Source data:
=== Begin Enclosure ===

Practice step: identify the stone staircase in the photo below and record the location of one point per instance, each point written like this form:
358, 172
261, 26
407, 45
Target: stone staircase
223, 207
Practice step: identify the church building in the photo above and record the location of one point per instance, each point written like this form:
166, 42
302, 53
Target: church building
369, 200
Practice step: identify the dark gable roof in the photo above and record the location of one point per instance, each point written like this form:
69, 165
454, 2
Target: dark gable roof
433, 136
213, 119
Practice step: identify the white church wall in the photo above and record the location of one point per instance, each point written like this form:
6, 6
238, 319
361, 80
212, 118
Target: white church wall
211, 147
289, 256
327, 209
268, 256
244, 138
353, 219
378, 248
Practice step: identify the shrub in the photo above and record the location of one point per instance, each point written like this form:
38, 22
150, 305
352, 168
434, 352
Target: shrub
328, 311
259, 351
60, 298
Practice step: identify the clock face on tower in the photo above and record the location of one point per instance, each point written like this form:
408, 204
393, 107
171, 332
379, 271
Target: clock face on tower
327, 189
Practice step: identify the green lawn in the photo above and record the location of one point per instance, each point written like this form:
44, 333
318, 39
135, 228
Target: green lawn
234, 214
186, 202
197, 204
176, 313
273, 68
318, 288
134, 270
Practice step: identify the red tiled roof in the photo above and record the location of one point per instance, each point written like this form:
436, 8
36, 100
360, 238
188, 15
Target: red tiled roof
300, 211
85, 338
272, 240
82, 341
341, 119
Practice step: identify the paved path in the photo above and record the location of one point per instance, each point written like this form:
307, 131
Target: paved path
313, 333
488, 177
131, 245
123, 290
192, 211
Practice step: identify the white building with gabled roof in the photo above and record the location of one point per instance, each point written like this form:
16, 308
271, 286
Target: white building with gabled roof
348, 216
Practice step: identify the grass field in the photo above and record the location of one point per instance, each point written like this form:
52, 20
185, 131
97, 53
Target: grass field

=== End Enclosure ===

## Assigned task
All lines of the records above that contain the word "field" are to be copied out.

## Solution below
Practice step: identify the grass field in the photo above and record the location of one point per instance, each point written like this form:
Target: grass field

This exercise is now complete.